◆ Objetivo ◆
De acordo com o trecho sobre a roça de Minas, qual era a distância aproximada entre a cidade e a roça que as crianças percorriam?

◆ Trecho ◆

########################################

Talentos

Numa roça de Minas

Numa roça de Minas

Houve um tempo em que a vida era muito simples. Com a evolução tecnológica houve uma revolução nos últimos quarenta anos principalmente, mas que os humanos não acompanhamos na mesma proporção. Ainda somos muito fechados em nós mesmos. A própria evolução a que me refiro acaba por nos dar uma sacudida, insuficiente para nos colocar num nível mais elevado como pessoas, no entanto.
O que vou contar agora aconteceu num lugar tão isolado hoje do mundo que parece mesmo um sonho.
Minha família que se retirou pra São Gotardo quando o sustento pelo cultivo da terra já não era bastante conheceu uma realidade mais dura e a miséria nos acompanhou por anos a fio. Não obstante, o pai teve a grata iniciativa de fazer estudar seus filhos, o que a longo prazo teve um impacto satisfatório.
A fazenda da avó, de onde se retiraram e que era mesmo o paraíso, continuava sendo o lugar preferido das crianças que nem notavam a miséria em que estavam.
Numa época em que não havia violência como a que grassou pelo mundo nas últimas décadas, as crianças viajavam os cerca de quarenta quilômetros entre a cidade e a roça em carona com motoristas de caminhão. Outrora usavam a antiga estrada, melhor acesso à Capital antes do advento do asfalto que, alterando a rota para os principais pontos, acabou por transformar a região num lugar quase desabitado e improdutivo.

########################################

◆ Material fornecido ◆
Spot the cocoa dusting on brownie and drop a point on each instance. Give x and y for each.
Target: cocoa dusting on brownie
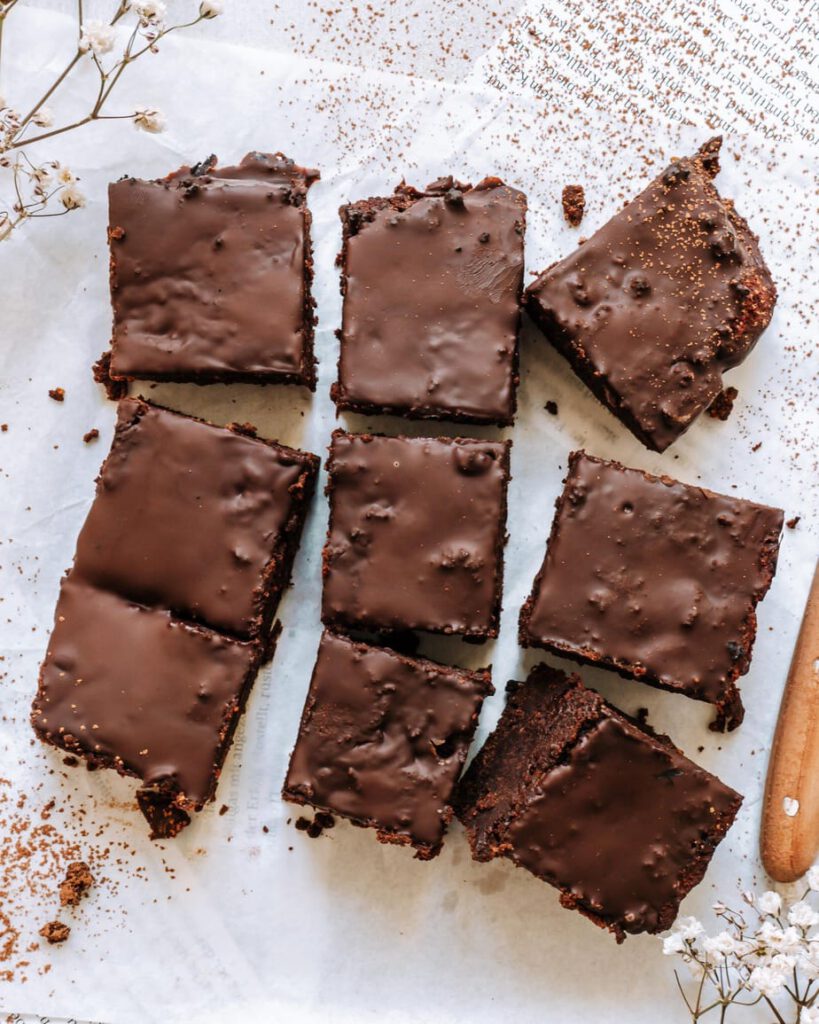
(55, 932)
(76, 884)
(723, 404)
(573, 200)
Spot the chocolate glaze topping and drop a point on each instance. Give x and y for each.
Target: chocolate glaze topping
(601, 807)
(131, 688)
(655, 579)
(432, 284)
(211, 271)
(667, 295)
(383, 738)
(416, 536)
(195, 518)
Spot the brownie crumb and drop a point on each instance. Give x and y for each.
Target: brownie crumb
(55, 932)
(76, 884)
(723, 404)
(573, 204)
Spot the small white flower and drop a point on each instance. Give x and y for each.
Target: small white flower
(719, 946)
(72, 198)
(766, 980)
(689, 928)
(802, 914)
(148, 120)
(97, 37)
(769, 902)
(65, 175)
(149, 11)
(44, 118)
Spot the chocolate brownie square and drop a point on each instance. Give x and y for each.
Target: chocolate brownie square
(167, 611)
(654, 579)
(210, 274)
(200, 519)
(604, 809)
(417, 534)
(660, 301)
(432, 285)
(135, 689)
(383, 738)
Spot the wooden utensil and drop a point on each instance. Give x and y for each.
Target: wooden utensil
(790, 812)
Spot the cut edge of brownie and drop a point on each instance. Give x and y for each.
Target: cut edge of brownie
(729, 710)
(479, 678)
(544, 719)
(301, 178)
(164, 805)
(277, 571)
(473, 635)
(756, 291)
(353, 215)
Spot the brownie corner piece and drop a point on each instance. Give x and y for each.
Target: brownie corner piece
(660, 301)
(654, 579)
(567, 786)
(383, 738)
(432, 284)
(427, 515)
(169, 722)
(226, 295)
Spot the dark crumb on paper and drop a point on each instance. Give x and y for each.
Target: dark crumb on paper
(55, 932)
(314, 828)
(723, 404)
(573, 204)
(76, 884)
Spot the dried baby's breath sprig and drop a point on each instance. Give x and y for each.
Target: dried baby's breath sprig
(767, 953)
(35, 185)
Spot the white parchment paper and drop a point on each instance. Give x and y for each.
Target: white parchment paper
(232, 923)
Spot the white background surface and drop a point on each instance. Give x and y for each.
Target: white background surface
(227, 923)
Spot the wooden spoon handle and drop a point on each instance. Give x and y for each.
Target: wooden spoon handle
(790, 811)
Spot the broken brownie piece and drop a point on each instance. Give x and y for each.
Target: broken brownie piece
(168, 610)
(417, 534)
(432, 284)
(654, 579)
(383, 738)
(601, 807)
(210, 274)
(660, 301)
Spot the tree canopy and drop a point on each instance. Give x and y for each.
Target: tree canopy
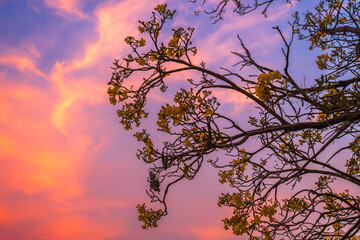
(302, 131)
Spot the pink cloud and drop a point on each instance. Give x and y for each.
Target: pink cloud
(67, 7)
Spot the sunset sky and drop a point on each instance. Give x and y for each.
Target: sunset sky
(68, 169)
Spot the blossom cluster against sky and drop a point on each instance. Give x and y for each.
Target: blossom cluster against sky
(67, 168)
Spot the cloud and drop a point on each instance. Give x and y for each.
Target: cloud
(21, 63)
(67, 7)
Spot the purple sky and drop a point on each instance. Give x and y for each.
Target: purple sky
(68, 170)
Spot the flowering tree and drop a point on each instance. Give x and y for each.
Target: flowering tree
(301, 132)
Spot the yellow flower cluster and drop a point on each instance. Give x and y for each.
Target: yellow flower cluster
(295, 204)
(262, 90)
(148, 217)
(168, 113)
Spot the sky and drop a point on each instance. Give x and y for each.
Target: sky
(68, 169)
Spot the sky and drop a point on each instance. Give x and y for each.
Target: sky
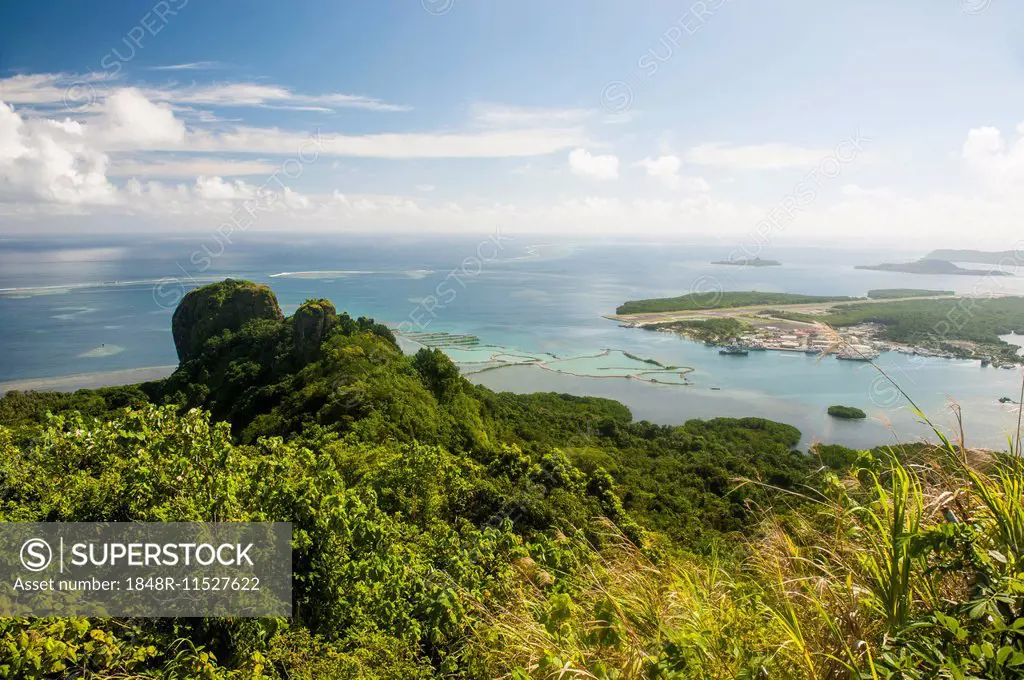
(860, 122)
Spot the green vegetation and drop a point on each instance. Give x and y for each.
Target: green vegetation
(705, 330)
(938, 324)
(849, 413)
(884, 293)
(444, 530)
(719, 300)
(1008, 257)
(932, 267)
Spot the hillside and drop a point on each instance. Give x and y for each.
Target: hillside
(933, 266)
(444, 530)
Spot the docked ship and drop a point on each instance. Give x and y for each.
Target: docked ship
(853, 356)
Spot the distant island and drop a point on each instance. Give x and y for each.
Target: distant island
(718, 300)
(855, 329)
(933, 266)
(978, 256)
(887, 293)
(756, 262)
(848, 413)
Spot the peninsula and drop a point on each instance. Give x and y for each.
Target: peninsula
(853, 329)
(1014, 258)
(932, 266)
(745, 262)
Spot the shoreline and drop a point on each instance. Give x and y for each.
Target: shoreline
(78, 381)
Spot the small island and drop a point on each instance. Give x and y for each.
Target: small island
(745, 262)
(933, 267)
(847, 413)
(978, 256)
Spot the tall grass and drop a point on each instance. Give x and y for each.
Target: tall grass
(908, 564)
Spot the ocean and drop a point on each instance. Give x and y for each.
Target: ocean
(74, 305)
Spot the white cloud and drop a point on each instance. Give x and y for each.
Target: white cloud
(755, 157)
(129, 120)
(491, 143)
(505, 116)
(584, 163)
(257, 94)
(189, 167)
(190, 66)
(666, 170)
(1000, 166)
(84, 90)
(49, 161)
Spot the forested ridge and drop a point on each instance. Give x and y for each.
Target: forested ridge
(444, 530)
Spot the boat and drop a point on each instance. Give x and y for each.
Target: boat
(850, 356)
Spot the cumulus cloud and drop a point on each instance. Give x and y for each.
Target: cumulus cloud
(584, 163)
(50, 161)
(129, 120)
(998, 164)
(755, 157)
(666, 170)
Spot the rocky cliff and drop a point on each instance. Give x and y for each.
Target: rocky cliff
(212, 309)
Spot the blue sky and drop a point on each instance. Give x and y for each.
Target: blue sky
(691, 119)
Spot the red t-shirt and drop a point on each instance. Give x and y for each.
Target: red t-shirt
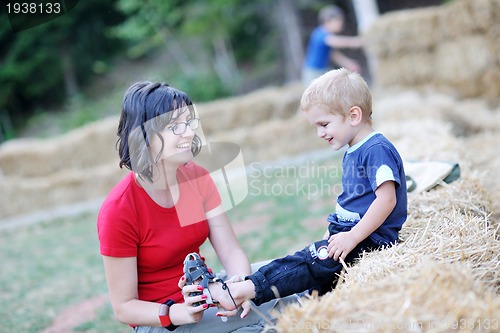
(131, 224)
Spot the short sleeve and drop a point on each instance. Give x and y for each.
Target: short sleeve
(381, 165)
(117, 231)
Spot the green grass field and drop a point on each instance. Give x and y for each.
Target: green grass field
(49, 267)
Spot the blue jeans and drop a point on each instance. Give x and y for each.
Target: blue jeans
(307, 269)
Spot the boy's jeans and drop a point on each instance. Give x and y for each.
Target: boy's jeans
(310, 268)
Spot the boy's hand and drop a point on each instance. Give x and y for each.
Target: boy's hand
(339, 245)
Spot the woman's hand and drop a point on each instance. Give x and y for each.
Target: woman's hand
(192, 309)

########################################

◆ Solução da tarefa ◆
Cerca de quarenta quilômetros.